Begin

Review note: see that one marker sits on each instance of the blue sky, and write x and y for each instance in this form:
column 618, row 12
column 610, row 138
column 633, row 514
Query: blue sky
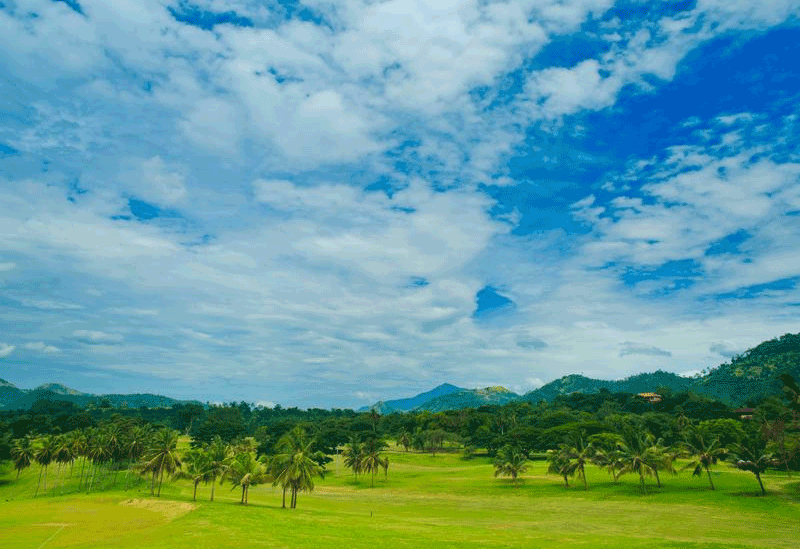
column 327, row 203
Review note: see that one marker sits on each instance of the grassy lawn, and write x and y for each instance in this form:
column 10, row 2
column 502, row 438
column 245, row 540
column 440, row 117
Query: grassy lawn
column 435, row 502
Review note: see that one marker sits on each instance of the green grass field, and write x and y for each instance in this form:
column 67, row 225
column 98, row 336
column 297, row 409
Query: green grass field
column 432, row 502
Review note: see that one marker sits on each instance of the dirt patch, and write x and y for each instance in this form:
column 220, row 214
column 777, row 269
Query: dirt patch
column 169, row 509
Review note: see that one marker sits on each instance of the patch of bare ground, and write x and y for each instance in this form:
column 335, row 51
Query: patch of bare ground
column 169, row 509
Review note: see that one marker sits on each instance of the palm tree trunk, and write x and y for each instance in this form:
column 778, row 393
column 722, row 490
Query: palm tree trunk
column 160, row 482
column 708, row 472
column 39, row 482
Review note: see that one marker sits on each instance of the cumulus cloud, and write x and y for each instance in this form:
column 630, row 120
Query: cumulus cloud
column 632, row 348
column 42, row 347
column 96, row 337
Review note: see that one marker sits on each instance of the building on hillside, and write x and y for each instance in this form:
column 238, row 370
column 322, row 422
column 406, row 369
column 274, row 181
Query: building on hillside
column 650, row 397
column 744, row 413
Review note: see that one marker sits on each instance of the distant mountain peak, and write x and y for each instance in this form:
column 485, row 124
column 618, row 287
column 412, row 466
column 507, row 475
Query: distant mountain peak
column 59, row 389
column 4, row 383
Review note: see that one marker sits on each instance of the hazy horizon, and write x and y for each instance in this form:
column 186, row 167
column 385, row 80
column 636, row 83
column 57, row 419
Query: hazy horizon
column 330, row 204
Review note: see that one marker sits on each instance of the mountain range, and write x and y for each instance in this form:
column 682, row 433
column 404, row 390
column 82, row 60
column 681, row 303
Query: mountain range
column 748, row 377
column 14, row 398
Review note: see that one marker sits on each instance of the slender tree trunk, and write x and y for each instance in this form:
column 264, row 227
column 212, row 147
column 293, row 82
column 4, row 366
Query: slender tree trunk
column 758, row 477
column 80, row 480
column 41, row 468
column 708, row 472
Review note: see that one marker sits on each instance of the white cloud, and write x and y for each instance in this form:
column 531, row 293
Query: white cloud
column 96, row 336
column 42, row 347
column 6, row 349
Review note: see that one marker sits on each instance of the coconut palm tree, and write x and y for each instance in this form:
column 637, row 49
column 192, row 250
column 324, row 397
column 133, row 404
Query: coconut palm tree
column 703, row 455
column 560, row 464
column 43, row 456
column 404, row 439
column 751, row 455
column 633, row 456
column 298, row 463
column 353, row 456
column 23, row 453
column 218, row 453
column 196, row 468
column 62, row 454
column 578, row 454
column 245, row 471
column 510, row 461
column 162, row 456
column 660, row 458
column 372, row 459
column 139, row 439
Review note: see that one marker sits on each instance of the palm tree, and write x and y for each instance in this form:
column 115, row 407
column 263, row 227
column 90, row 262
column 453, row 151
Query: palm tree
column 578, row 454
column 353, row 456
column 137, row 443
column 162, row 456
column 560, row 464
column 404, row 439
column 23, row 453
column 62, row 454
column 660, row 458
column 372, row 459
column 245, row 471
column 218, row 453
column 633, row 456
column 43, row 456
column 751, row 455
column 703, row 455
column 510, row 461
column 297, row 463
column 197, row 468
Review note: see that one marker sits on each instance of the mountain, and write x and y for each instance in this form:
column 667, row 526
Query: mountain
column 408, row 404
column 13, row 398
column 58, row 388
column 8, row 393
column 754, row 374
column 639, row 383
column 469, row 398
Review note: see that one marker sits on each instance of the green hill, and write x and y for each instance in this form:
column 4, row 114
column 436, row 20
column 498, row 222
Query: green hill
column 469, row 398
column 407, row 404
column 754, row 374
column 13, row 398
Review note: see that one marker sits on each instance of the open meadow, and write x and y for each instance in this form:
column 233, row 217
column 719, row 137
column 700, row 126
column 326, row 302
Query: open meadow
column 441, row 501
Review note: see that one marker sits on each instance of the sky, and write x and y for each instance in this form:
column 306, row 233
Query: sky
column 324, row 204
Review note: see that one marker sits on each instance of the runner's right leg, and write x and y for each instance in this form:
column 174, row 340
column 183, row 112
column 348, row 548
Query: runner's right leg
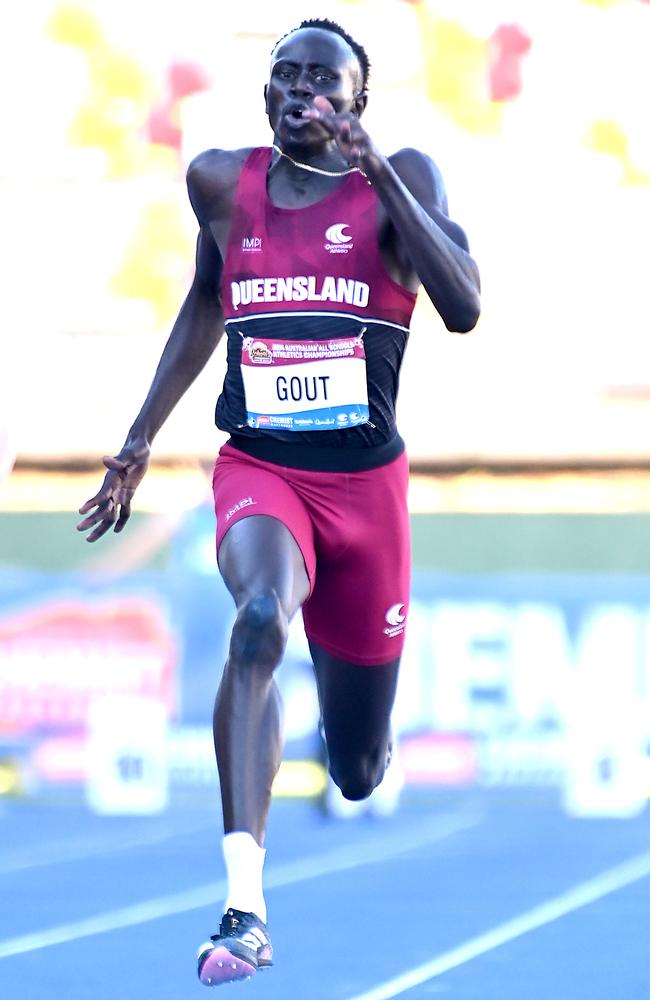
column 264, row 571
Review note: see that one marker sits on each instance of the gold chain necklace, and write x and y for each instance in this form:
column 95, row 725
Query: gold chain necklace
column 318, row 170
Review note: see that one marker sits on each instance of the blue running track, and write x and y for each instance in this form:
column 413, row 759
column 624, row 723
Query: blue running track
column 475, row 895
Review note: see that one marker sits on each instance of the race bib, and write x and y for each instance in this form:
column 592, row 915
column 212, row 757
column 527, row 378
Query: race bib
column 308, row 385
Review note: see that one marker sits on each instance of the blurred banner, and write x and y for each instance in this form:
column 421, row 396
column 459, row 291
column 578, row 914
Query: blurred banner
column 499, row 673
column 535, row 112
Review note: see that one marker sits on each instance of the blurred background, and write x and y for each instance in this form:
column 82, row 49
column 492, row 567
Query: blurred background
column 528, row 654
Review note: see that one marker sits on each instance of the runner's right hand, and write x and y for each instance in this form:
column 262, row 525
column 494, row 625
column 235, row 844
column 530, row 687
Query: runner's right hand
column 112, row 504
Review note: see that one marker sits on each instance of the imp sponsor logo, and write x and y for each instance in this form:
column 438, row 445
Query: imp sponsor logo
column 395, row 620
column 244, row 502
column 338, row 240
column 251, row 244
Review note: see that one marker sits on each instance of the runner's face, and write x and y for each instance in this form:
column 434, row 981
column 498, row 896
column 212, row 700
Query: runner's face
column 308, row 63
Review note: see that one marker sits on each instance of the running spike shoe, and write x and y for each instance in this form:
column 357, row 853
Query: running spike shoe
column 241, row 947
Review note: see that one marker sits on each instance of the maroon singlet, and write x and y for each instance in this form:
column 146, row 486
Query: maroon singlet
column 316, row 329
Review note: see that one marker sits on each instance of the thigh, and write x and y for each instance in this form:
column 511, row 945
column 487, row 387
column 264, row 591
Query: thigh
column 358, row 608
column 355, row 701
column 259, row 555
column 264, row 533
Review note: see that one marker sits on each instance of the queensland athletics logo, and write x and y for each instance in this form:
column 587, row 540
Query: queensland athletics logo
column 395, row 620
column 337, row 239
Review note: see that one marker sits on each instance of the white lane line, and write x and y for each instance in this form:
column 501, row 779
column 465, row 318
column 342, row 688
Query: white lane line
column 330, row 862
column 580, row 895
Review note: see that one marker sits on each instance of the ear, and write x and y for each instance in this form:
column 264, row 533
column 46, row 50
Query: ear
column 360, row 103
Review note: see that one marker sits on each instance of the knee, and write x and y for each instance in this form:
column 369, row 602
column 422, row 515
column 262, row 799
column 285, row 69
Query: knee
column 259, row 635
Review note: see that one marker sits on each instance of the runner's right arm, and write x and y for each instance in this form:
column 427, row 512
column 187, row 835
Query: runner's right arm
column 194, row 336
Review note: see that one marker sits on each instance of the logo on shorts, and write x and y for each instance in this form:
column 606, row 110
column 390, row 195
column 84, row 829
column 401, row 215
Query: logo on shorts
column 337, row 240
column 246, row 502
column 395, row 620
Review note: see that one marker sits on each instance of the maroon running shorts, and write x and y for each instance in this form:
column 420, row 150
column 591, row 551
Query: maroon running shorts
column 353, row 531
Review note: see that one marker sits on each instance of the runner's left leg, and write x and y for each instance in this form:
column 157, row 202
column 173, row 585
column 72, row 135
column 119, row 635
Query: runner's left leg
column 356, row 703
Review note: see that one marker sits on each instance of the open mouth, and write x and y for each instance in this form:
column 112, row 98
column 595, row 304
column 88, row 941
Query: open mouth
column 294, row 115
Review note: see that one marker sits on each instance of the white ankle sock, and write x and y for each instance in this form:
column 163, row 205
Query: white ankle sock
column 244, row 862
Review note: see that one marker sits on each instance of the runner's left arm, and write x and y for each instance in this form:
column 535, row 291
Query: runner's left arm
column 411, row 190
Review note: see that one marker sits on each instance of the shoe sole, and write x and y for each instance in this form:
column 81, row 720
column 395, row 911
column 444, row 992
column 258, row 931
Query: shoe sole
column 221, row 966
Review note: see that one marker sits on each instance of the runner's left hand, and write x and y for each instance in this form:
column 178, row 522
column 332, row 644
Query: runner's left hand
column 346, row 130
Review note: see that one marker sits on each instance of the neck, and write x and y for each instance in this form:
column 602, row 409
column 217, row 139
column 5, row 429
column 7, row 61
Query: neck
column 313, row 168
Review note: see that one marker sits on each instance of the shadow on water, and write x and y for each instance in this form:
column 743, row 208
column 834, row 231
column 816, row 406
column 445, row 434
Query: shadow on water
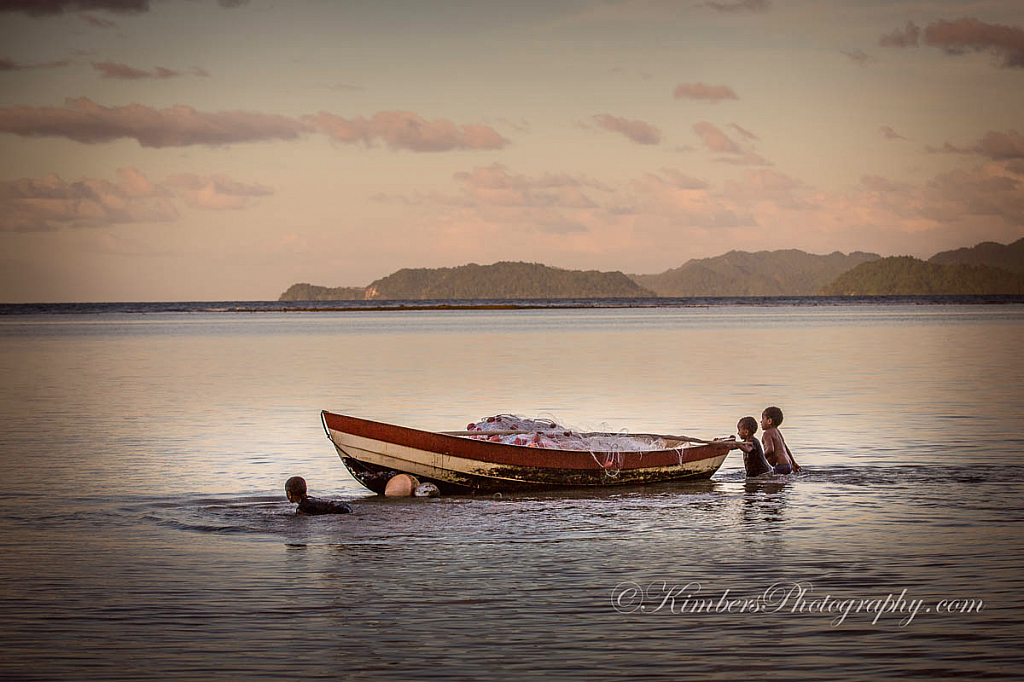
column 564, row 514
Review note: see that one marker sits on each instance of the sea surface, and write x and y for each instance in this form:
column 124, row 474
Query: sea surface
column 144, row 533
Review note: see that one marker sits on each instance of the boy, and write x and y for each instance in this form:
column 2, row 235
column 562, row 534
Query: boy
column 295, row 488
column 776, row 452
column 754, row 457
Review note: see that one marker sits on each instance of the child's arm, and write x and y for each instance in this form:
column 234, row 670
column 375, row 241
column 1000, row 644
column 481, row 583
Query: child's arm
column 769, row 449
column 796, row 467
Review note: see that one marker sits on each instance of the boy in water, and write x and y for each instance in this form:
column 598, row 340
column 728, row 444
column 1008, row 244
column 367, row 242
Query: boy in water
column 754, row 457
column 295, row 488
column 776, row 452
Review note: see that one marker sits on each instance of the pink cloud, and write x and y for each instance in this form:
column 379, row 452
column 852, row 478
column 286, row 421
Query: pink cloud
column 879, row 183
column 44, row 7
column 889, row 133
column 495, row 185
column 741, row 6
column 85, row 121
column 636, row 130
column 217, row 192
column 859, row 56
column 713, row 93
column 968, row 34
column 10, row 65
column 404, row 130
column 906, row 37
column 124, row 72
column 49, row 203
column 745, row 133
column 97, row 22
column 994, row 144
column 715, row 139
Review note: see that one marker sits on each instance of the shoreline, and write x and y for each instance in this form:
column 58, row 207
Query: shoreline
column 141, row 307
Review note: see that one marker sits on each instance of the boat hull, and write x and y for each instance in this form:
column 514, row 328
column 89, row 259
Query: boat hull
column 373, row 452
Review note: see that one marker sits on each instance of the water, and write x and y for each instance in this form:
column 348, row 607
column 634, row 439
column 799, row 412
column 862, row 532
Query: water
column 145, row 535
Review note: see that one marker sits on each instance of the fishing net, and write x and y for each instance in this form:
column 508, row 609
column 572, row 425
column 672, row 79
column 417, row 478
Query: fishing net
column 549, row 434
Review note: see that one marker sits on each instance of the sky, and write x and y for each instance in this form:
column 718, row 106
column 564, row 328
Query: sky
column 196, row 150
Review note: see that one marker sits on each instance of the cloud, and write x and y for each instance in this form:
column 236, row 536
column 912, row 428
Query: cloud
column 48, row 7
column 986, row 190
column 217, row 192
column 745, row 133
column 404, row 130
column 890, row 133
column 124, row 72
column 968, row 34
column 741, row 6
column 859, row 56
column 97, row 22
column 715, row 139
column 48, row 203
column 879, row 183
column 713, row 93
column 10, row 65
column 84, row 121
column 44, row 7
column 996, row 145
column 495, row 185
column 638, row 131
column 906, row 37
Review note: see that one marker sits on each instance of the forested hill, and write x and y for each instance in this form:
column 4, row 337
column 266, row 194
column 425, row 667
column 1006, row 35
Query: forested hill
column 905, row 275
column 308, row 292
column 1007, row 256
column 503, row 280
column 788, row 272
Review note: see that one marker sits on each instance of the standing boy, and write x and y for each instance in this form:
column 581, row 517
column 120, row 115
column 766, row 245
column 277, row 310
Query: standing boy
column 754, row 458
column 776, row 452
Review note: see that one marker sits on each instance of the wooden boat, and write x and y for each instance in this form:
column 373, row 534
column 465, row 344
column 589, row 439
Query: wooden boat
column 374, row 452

End

#### [Aim]
Output the stretch of the listing from the line containing "the thigh, and" through the line containing "column 580, row 895" as a numbered list, with blank lines left out.

#### [Response]
1. Review note: see that one marker sits on each instance of the thigh, and write x and y for each instance in this form:
2. column 511, row 945
3. column 487, row 387
4. column 264, row 591
5. Query: thigh
6. column 358, row 608
7. column 355, row 701
8. column 259, row 555
9. column 264, row 533
10. Review note: see that one marker sits on each instance of the queensland athletics logo, and write x and y for each instance in this form:
11. column 587, row 540
12. Query: queensland athletics logo
13. column 395, row 620
14. column 337, row 239
15. Review note: see that one marker sits on each instance of the white lane line, and write x and y for each instance in this form:
16. column 501, row 779
17. column 465, row 318
18. column 342, row 688
19. Query: white lane line
20. column 330, row 862
21. column 580, row 895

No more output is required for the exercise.